* O que se pede
No trecho sobre o ciclone Idai, em que dia o ciclone devastou o centro de Moçambique?

* Trecho selecionado

◆ ◆ ◆ ◆ ◆

O mundo parece ter ficado virado do avesso. Os agricultores transformaram-se em pescadores e, agora, onde antes cultivavam a terra procuram peixe. Nas machambas (terras agrícolas) inundadas, navegam canoas a remos apetrechadas com canas de pesca.
A paisagem ao longo da Estrada Nacional 6, que liga a Beira a Maputo, transformou-se radicalmente após a passagem do ciclone Idai, que devastou o centro de Moçambique no passado dia 14 de março.
A autoestrada de construção chinesa esteve encerrada mais de uma semana devido à destruição provocada pela tempestade. Abriram-se crateras em alguns troços, enquanto outros ficaram submersos. Agora, circula-se normalmente nesta via rápida com duas faixas de rodagem em cada sentido, divididas por um separador central. A inauguração dos modernos pórticos de portagem, alguns deles também maltratados pelo furacão, será previsivelmente adiada.
“Duas semanas antes já se falava no ciclone. Foi bem anunciado na rádio, na televisão e pelos carros do município que percorreram as ruas com altifalantes. Mas ninguém contava que fosse tão forte”, admite Abel Joseph Juma, que segue ao volante da carrinha todo-o-terreno que, inesperadamente, nos conduzirá à localidade de Muda-Mufo, em Tica, no distrito de Nhamatanda, a 70 quilómetros da cidade da Beira.

◆ ◆ ◆ ◆ ◆

* Material extraído
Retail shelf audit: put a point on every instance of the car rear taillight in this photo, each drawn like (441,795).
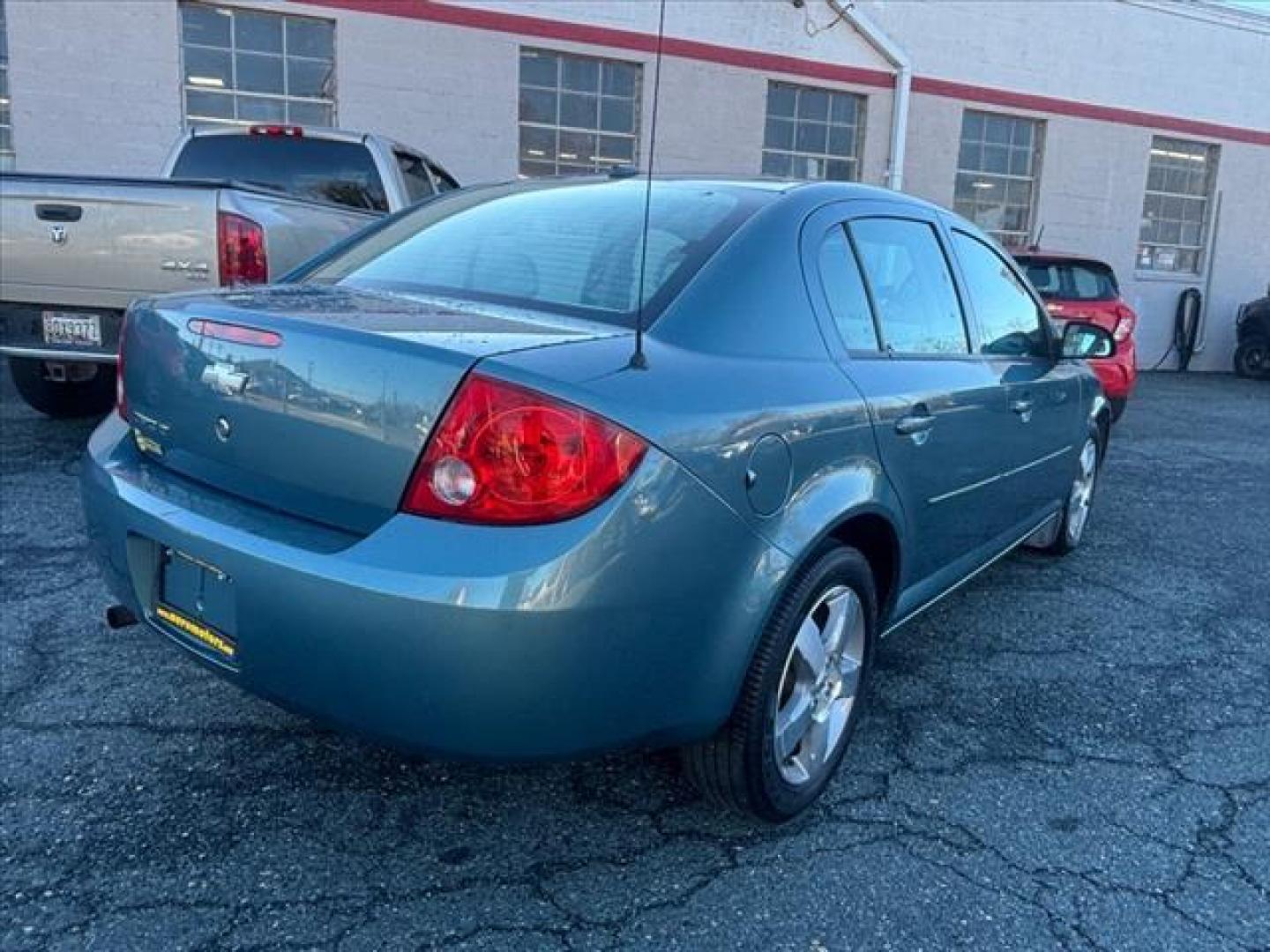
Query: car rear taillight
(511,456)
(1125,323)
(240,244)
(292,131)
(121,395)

◆ ◆ ◆ ◆ ◆

* Resultado do exercício
No dia 14 de março.